Extract every line of the rows below that contains the word "white", copying each such line in full.

Records shown:
⁂
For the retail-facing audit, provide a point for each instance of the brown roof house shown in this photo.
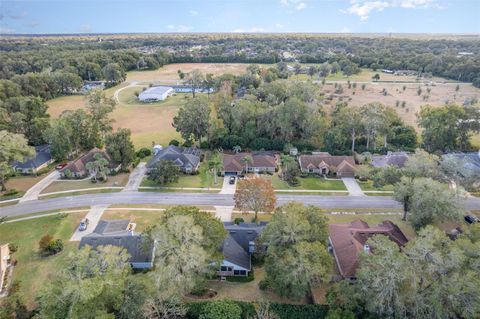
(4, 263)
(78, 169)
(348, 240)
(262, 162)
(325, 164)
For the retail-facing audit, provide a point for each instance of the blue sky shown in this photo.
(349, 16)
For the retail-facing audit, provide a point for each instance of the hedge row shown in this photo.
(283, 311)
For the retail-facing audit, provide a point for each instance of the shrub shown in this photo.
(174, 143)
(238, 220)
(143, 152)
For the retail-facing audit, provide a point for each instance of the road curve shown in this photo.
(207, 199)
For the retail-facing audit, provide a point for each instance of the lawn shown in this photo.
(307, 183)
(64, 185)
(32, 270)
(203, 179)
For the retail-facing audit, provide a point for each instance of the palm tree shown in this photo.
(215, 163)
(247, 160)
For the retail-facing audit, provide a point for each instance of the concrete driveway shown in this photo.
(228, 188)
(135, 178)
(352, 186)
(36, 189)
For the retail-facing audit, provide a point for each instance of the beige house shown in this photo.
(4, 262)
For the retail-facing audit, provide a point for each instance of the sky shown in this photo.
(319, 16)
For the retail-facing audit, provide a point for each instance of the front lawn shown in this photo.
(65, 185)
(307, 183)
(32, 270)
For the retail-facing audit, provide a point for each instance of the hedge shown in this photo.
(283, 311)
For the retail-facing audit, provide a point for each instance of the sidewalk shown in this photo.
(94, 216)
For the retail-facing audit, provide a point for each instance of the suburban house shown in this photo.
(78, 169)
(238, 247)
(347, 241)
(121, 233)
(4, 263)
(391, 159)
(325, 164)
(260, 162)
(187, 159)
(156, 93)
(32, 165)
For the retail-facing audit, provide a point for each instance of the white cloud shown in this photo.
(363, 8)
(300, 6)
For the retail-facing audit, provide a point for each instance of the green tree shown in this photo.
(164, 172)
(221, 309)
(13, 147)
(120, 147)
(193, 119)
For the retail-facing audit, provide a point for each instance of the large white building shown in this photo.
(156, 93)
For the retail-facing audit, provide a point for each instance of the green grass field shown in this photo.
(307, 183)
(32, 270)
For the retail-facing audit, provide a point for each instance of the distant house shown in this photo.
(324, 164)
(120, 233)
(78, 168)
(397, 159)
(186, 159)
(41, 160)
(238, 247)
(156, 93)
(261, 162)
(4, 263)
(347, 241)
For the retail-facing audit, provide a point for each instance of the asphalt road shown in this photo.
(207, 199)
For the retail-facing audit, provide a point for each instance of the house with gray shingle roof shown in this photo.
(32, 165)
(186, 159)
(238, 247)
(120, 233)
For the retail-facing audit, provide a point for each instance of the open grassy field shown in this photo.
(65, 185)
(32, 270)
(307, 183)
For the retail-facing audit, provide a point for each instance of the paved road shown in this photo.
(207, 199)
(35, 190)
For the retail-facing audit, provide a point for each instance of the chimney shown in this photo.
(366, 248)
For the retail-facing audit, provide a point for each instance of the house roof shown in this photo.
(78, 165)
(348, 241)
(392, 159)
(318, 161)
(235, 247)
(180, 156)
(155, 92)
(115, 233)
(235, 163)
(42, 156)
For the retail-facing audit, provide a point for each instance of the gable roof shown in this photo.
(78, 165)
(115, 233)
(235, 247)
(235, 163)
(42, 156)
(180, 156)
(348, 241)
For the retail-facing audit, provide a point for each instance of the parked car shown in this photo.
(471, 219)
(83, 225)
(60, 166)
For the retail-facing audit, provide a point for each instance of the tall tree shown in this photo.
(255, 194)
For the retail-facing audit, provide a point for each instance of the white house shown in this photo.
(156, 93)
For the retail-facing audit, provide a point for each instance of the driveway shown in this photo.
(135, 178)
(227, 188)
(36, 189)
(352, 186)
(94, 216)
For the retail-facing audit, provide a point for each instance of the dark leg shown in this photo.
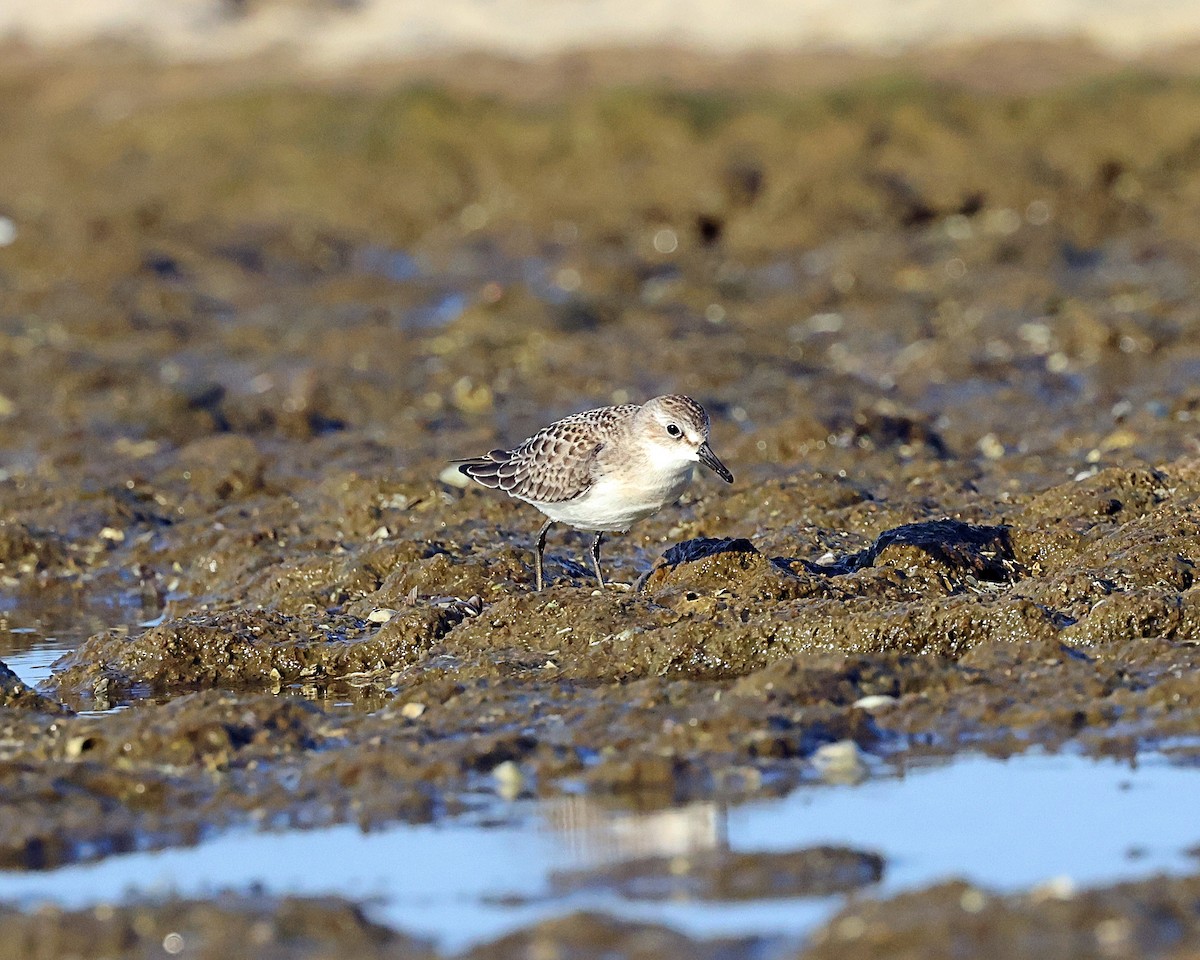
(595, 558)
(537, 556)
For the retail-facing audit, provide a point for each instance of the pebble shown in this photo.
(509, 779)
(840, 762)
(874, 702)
⁂
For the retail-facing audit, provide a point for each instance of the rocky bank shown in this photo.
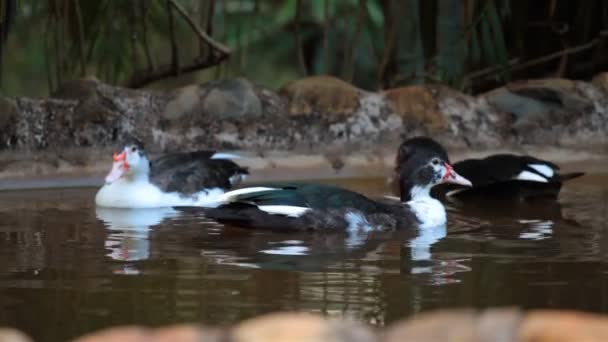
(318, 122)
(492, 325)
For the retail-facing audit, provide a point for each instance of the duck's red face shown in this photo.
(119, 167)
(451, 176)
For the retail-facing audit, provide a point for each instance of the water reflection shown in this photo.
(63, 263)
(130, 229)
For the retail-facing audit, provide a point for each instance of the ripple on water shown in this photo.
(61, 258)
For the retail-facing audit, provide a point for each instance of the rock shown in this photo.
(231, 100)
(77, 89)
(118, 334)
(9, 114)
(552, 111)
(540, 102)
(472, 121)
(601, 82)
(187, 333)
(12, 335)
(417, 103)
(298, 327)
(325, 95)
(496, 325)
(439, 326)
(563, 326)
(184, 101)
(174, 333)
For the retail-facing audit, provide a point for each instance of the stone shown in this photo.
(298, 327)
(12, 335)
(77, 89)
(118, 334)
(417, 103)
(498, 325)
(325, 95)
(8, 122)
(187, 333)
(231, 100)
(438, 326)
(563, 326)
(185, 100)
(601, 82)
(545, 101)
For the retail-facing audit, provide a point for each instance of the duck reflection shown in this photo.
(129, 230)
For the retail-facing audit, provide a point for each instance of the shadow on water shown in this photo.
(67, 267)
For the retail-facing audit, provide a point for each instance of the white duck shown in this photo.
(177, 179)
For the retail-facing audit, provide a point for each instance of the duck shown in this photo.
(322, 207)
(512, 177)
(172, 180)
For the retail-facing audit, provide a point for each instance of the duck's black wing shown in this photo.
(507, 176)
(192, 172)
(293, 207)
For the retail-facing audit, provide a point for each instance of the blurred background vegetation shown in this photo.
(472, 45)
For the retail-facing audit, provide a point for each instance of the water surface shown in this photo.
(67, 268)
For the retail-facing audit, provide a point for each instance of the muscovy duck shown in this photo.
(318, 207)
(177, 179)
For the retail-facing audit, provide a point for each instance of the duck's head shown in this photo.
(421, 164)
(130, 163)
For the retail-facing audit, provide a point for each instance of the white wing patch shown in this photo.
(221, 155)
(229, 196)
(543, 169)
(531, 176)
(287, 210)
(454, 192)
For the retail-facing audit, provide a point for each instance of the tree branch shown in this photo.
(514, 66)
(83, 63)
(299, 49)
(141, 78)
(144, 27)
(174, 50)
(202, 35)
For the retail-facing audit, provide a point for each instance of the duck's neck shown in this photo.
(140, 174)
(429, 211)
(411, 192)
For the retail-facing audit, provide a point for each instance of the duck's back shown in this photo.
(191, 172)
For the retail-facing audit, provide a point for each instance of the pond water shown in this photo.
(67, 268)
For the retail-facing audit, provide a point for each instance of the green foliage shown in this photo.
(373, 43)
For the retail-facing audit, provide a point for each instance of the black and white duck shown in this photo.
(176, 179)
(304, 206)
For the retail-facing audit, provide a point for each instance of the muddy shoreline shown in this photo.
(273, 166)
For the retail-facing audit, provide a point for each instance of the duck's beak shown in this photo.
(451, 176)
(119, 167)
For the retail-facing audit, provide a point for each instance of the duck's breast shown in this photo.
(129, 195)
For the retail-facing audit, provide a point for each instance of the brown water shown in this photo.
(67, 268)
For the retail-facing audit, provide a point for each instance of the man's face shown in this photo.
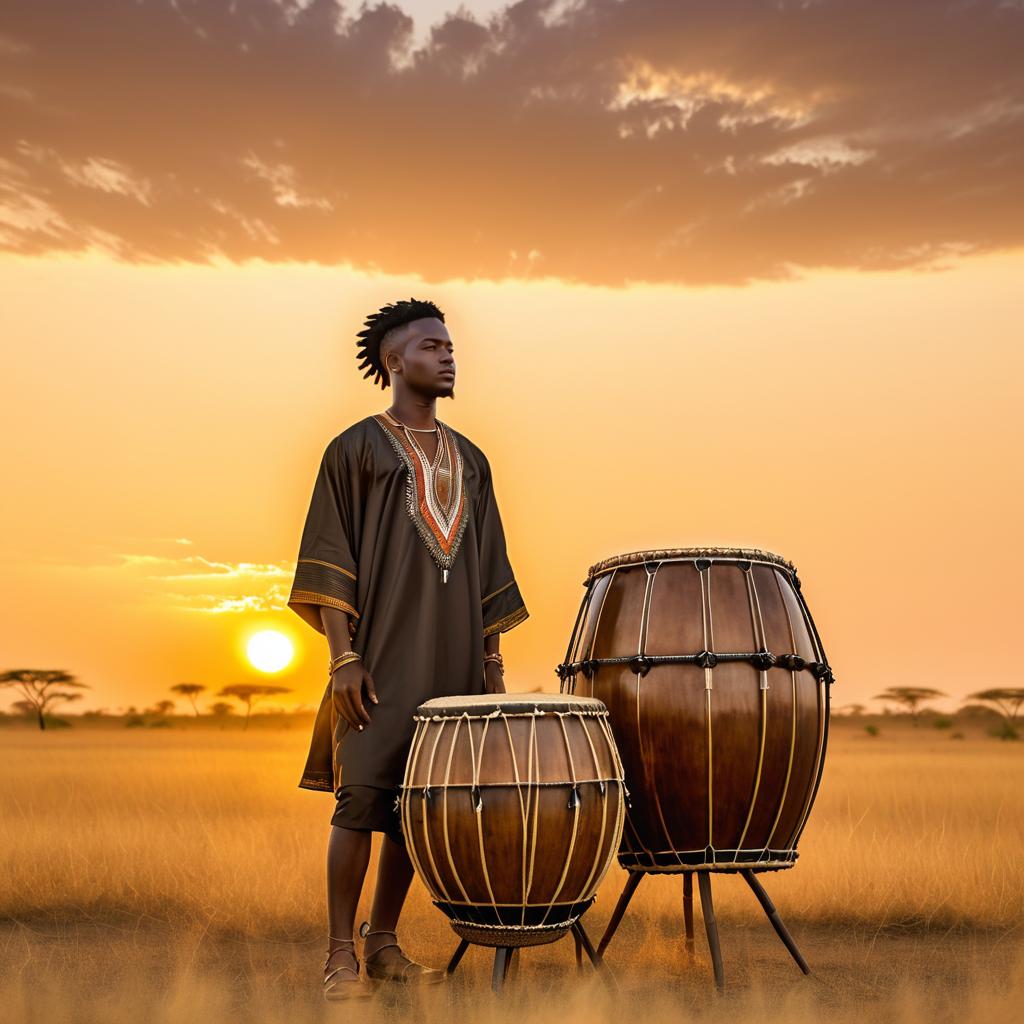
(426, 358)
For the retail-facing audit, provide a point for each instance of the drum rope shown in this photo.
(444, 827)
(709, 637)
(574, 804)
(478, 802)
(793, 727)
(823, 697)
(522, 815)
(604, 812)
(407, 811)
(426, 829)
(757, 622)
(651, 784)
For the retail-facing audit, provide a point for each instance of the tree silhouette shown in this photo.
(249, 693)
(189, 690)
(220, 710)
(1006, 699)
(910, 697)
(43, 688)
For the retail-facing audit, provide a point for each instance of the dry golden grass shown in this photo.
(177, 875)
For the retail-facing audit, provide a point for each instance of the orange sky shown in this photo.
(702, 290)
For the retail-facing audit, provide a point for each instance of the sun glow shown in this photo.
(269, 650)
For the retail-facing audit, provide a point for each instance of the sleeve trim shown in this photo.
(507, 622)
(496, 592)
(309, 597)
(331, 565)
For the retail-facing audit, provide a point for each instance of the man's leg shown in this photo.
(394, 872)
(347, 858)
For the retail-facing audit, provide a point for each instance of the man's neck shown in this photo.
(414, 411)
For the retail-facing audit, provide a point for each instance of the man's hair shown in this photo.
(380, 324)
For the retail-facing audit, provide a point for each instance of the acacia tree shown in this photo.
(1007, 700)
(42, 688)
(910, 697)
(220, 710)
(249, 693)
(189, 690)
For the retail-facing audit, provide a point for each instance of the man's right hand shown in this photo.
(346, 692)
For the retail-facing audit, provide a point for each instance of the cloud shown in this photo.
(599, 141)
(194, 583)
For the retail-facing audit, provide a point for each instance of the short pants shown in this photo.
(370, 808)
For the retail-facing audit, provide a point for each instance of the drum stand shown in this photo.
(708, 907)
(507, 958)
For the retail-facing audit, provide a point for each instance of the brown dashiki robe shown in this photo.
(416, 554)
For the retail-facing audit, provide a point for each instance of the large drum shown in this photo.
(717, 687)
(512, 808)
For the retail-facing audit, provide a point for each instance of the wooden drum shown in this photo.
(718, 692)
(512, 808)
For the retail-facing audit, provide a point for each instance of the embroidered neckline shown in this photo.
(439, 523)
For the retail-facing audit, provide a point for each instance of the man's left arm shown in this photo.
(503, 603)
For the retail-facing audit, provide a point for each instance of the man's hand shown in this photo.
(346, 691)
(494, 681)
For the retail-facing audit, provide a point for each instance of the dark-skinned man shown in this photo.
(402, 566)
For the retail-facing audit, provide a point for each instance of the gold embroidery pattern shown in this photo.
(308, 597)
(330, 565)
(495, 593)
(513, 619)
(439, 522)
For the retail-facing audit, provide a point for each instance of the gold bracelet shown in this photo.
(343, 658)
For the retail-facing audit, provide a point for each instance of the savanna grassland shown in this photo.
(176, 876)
⁂
Answer to this exercise:
For the retail-facing audit, provide a point for each instance of the white cloud shown in this photo.
For the retail-facing audit, provide a point for each instance of the large white building shown in this photo.
For the retail-facing audit, provide a point for each instance of the white house shown in this photo.
For the retail-facing audit, provide a point for each instance of the white duck shown in this photo.
For the retail-facing audit, provide a point for each instance of the white wing patch shown in this photo.
For the retail-facing audit, provide a point for each instance of the black and white duck shown in this photo.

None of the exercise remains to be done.